Валентин Катаев - Сухой лиман (сборник)
«Во все время переезда сознание того, что ожидает его, не нарушало спокойно-торжественного настроения Светлогуба.
Только когда колесница подъехала к виселице и его свели с нее, и он увидел столбы с перекладиной и слегка качавшейся на ней от ветра веревкой, он почувствовал как будто физический удар в сердце… Вслед за священником, колебля доски помоста, быстрыми шагами подошел к Светлогубу среднего возраста человек с покатыми плечами и мускулистыми руками, в пиджаке сверх русской рубахи. Человек этот, быстро оглянув Светлогуба, совсем близко подошел к нему и, обдав его неприятным запахом вина и пота, схватил его цепкими пальцами за руки выше кисти и, сжав их так, что стало больно, загнул их ему за спину и туго завязал… Лицо палача было самое обыкновенное лицо русского рабочего человека, не злое, но сосредоточенное, какое бывает у людей, старающихся как можно точнее исполнить нужное и сложное дело.

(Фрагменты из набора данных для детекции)
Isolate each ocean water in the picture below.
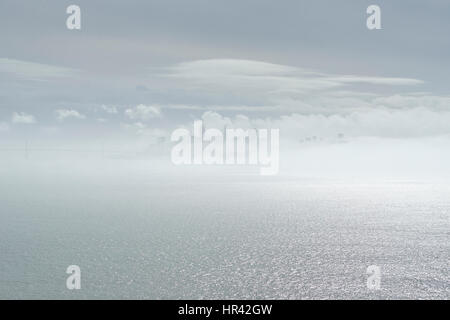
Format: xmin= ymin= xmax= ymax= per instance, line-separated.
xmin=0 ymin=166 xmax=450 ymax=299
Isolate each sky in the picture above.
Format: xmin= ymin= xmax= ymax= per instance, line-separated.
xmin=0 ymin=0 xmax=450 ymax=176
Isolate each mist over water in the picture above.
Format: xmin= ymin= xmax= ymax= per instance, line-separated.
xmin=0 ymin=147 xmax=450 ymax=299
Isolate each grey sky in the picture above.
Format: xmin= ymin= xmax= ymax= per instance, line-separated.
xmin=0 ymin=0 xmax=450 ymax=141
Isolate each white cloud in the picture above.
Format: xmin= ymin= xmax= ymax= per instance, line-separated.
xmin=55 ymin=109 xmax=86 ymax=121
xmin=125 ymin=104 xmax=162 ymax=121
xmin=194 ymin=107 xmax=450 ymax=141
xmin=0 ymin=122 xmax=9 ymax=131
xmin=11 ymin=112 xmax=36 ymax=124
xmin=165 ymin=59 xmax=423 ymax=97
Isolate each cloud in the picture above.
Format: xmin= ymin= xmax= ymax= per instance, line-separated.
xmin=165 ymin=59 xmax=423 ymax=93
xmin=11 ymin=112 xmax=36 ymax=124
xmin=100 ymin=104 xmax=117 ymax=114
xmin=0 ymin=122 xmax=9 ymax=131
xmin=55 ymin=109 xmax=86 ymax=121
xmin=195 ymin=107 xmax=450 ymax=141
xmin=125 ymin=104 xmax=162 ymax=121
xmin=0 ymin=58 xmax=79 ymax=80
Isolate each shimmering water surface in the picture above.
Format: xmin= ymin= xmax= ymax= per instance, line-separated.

__Задача__
Ответьте по фрагменту страницы:
(a) Какое настроение Светлогуба не нарушало сознание того, что его ожидает?
(b) Во что был одет человек с покатыми плечами и мускулистыми руками?
(c) Каким было лицо палача?

__Результат__
(a) Спокойно-торжественное.
(b) В пиджак сверх русской рубахи.
(c) Самым обыкновенным лицом русского рабочего человека, не злым, но сосредоточенным.